■ RECORD EXTRACTS:
· · · · · · ·

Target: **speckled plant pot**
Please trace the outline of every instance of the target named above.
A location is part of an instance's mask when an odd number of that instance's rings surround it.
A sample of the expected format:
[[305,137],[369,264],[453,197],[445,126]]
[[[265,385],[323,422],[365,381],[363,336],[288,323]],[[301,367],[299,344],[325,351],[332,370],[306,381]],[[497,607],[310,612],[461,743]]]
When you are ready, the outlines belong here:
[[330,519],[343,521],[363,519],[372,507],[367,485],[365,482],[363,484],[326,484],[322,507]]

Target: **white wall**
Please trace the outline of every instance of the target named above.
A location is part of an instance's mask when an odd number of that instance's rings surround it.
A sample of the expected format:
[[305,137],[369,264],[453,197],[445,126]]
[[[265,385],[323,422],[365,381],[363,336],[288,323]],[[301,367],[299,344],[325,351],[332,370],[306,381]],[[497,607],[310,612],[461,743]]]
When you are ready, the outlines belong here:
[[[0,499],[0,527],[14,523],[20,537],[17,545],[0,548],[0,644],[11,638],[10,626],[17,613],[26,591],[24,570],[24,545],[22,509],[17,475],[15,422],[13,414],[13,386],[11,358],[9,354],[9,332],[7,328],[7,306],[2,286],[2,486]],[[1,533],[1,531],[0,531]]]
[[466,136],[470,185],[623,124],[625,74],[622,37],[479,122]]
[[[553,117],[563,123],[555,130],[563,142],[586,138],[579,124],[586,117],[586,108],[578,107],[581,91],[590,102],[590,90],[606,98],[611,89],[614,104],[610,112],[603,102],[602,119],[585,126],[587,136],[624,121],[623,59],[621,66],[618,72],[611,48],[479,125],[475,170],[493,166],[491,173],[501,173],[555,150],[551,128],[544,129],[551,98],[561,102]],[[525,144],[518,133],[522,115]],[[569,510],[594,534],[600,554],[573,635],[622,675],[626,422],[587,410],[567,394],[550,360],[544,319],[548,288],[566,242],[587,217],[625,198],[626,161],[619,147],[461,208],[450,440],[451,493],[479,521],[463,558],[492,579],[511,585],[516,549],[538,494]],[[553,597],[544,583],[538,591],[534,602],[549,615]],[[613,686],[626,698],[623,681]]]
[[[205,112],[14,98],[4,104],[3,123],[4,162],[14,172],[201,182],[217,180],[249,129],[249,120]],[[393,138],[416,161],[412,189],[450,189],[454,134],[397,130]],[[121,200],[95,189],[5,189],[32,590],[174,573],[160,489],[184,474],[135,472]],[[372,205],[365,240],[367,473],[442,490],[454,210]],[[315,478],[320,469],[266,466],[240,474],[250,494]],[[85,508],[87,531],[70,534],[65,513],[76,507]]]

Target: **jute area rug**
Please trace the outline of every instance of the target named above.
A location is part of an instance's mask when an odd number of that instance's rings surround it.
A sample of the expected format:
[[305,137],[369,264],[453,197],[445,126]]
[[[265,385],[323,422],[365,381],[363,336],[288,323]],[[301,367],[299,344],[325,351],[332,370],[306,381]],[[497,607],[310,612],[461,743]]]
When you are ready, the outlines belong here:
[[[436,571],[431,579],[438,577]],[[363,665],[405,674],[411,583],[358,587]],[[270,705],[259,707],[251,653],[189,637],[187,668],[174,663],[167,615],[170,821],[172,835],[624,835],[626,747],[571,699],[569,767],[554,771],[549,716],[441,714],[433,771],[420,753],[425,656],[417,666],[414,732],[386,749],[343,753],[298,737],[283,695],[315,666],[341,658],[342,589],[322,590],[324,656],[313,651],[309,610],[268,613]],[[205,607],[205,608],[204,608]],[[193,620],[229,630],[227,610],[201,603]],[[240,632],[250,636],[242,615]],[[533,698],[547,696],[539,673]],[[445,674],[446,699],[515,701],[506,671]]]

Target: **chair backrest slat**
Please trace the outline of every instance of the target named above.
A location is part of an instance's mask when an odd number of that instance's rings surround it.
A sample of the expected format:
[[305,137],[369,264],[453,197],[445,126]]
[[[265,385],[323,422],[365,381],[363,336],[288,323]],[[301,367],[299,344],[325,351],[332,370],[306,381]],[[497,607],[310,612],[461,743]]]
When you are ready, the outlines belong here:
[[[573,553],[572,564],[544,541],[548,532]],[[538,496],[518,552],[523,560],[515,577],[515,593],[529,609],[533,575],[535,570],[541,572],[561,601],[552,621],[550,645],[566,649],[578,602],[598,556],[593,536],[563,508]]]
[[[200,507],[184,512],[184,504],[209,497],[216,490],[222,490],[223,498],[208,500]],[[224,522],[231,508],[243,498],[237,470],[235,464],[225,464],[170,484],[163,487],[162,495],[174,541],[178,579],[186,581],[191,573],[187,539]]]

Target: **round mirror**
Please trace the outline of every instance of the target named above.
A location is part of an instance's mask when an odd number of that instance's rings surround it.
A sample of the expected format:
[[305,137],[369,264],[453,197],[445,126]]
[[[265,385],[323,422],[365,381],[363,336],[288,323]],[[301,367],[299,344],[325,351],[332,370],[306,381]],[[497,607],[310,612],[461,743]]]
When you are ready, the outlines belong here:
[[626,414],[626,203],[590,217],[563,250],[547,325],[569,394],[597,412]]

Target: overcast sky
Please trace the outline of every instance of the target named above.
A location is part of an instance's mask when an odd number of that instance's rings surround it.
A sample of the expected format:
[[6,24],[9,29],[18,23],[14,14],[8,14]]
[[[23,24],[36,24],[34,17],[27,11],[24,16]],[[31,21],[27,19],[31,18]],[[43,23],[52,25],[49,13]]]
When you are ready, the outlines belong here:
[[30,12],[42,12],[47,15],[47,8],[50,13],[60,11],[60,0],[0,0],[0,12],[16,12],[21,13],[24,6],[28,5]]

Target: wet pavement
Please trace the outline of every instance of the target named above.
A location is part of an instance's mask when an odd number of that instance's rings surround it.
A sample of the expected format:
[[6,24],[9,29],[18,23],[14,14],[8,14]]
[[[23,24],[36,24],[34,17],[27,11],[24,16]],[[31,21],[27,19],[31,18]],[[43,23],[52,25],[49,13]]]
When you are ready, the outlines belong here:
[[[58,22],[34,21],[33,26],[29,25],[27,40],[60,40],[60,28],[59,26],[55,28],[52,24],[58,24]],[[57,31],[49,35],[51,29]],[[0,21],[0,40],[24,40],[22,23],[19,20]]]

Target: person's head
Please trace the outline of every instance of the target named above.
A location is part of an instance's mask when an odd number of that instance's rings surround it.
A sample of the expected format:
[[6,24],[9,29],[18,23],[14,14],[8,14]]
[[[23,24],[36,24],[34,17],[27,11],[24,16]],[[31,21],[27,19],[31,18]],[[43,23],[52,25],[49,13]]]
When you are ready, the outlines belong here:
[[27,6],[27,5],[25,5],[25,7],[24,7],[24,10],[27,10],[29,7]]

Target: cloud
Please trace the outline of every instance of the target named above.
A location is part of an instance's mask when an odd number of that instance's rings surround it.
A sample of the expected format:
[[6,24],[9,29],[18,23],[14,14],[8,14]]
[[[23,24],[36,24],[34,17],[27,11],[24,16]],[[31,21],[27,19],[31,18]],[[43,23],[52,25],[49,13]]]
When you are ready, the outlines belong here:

· · · · · · ·

■ TASK INSTRUCTIONS: Please copy down all of the rows above, character for character, with nothing added, dropped, or changed.

■ EXERCISE SOLUTION:
Target: **speckled plant pot**
Please trace the outline of every instance of the target named above.
A location is part of an instance's mask when an odd number of that instance's rings surround it.
A sample of the expected format:
[[305,137],[369,264],[453,197],[445,126]]
[[[265,385],[323,422],[365,381],[363,336],[288,323]],[[301,367],[299,344],[325,351],[332,370],[306,381]],[[497,607],[310,612],[461,743]]]
When you are ready, the outlines belong here:
[[330,519],[343,521],[363,519],[372,507],[367,485],[365,482],[363,484],[326,484],[322,507]]

Target: **white wall**
Please trace the outline of every instance of the target named above.
A location is part of an instance's mask when an odd number of that instance's rings surround it.
A sample of the expected format:
[[305,137],[369,264],[453,197],[445,126]]
[[[265,385],[323,422],[365,381],[363,336],[288,323]],[[301,367],[299,344],[325,351],[332,370],[306,381]],[[497,607],[310,612],[461,743]]]
When you are ready, the outlines belong here:
[[[0,499],[0,527],[14,523],[20,537],[17,545],[0,548],[0,644],[11,638],[10,626],[17,613],[26,591],[24,570],[24,545],[22,509],[17,475],[15,422],[13,414],[13,386],[11,358],[9,354],[9,332],[7,328],[7,306],[2,286],[2,486]],[[1,533],[1,531],[0,531]]]
[[466,136],[470,185],[623,124],[625,74],[622,37],[479,122]]
[[[553,117],[563,123],[555,130],[563,142],[586,138],[579,124],[586,117],[586,108],[578,107],[581,91],[590,102],[590,90],[606,98],[611,89],[614,104],[610,112],[603,102],[602,119],[585,126],[587,136],[624,121],[623,59],[621,66],[618,72],[611,48],[479,125],[475,170],[493,166],[491,173],[501,173],[555,150],[551,128],[544,129],[551,98],[561,102]],[[525,144],[518,133],[522,115]],[[569,510],[594,534],[600,554],[573,635],[622,675],[626,422],[587,410],[567,394],[550,360],[544,319],[548,288],[566,242],[587,217],[625,198],[626,161],[619,147],[461,208],[450,440],[451,493],[479,521],[463,558],[492,579],[511,585],[516,549],[538,494]],[[553,597],[544,583],[538,591],[534,602],[549,615]],[[613,686],[626,698],[623,681]]]
[[[205,112],[14,98],[4,104],[3,123],[4,162],[14,172],[201,182],[217,180],[249,129],[249,120]],[[393,138],[416,161],[412,189],[450,189],[454,134],[397,130]],[[121,200],[95,189],[5,189],[32,590],[174,573],[160,489],[184,474],[135,472]],[[372,205],[365,240],[367,473],[442,490],[454,210]],[[315,478],[320,469],[266,466],[240,474],[250,494]],[[85,508],[87,531],[70,534],[65,513],[76,507]]]

Target: **jute area rug**
Please trace the outline of every instance of the target named above.
A location is part of an instance's mask when an odd number of that instance's rings surround it.
A sample of the expected format:
[[305,137],[369,264],[453,197],[445,126]]
[[[265,385],[323,422],[365,381],[363,336],[288,323]],[[301,367],[299,344],[325,351],[332,370],[306,381]],[[497,607],[310,612],[461,743]]]
When you are ready, the outlines belong here:
[[[436,571],[431,579],[438,577]],[[363,665],[405,674],[411,583],[358,587]],[[270,705],[259,707],[251,653],[189,637],[187,668],[174,663],[167,615],[170,821],[172,835],[624,835],[626,747],[571,699],[569,767],[554,771],[549,716],[441,714],[433,771],[420,753],[425,656],[417,666],[414,732],[386,749],[343,753],[298,737],[283,695],[315,666],[341,658],[342,589],[322,590],[324,656],[313,651],[309,610],[268,613]],[[205,607],[205,608],[204,608]],[[193,620],[229,630],[227,610],[201,603]],[[240,632],[250,636],[242,615]],[[533,698],[547,696],[539,673]],[[445,674],[446,699],[515,701],[506,671]]]

Target: **chair backrest slat**
Please trace the outline of every instance of the target named above.
A location is part of an instance's mask when an odd number of that instance's rings surround it.
A sample of the expected format:
[[305,137],[369,264],[453,197],[445,126]]
[[[265,385],[323,422],[365,381],[363,336],[288,323]],[[301,367],[299,344],[325,351],[332,370],[306,381]],[[497,607],[310,612],[461,743]]]
When you are ready, the outlines belong here:
[[[573,553],[572,564],[544,541],[548,532]],[[538,496],[518,552],[523,560],[515,577],[515,593],[529,609],[533,575],[535,570],[541,572],[561,601],[552,621],[550,645],[566,649],[578,602],[598,556],[593,536],[563,508]]]
[[[200,507],[184,512],[184,504],[209,497],[216,490],[222,490],[223,498],[208,500]],[[224,522],[231,508],[243,498],[237,470],[235,464],[225,464],[170,484],[163,487],[162,495],[174,541],[178,579],[186,581],[191,573],[187,539]]]

Target: **round mirror**
Please trace the outline of every instance of the target named above.
A location is part of an instance's mask when an odd number of that instance's rings surround it.
A sample of the expected format:
[[305,137],[369,264],[453,197],[445,126]]
[[[265,385],[323,422],[365,381],[363,336],[288,323]],[[301,367],[299,344],[325,351],[332,370],[306,381]],[[497,607],[310,612],[461,743]]]
When you are ready, the outlines belong here:
[[626,414],[626,203],[590,217],[563,250],[547,325],[569,394],[597,412]]

Target: overcast sky
Please trace the outline of every instance of the target named above.
A location is part of an instance's mask when an odd number of that instance's rings surround it.
A sample of the expected format:
[[6,24],[9,29],[18,23],[14,14],[8,14]]
[[[23,24],[36,24],[34,17],[27,11],[24,16]],[[31,21],[27,19],[31,18]],[[43,23],[52,25],[49,13]]]
When you are ready, the outlines belong here:
[[30,12],[42,12],[47,15],[47,8],[50,13],[60,11],[60,0],[0,0],[0,12],[16,12],[21,13],[24,6],[28,5]]

Target: wet pavement
Please trace the outline of every instance of the target named above.
A location is part of an instance's mask when an odd number of that instance's rings surround it.
A sample of the expected format:
[[6,24],[9,29],[18,23],[14,14],[8,14]]
[[[23,24],[36,24],[34,17],[27,11],[24,16]],[[31,21],[27,19],[31,18]],[[43,23],[52,25],[49,13]]]
When you are ready, the outlines belong here:
[[[58,22],[34,21],[33,26],[29,25],[27,40],[60,40],[60,28],[59,26],[55,28],[52,24],[58,24]],[[57,31],[49,35],[51,29]],[[0,21],[0,40],[24,40],[22,23],[19,20]]]

Target: person's head
Please trace the outline of every instance of the target named above.
A location is part of an instance's mask when an odd number of that instance's rings surround it.
A sample of the expected format:
[[6,24],[9,29],[18,23],[14,14],[8,14]]
[[[23,24],[36,24],[34,17],[27,11],[24,16]],[[31,21],[27,19],[31,18]],[[43,23],[52,25],[49,13]]]
When you are ready, the outlines belong here:
[[27,6],[27,5],[25,5],[25,7],[24,7],[24,10],[27,10],[29,7]]

Target: cloud
Please trace the outline of every instance of the target named above.
A location is part of an instance's mask when an odd number of that instance's rings surround it.
A sample of the expected format:
[[6,24],[9,29],[18,23],[14,14],[8,14]]
[[[23,24],[36,24],[34,17],[27,11],[24,16]],[[31,21],[27,19],[31,18]],[[43,23],[52,25],[49,13]]]
When you are ready, the outlines belong here:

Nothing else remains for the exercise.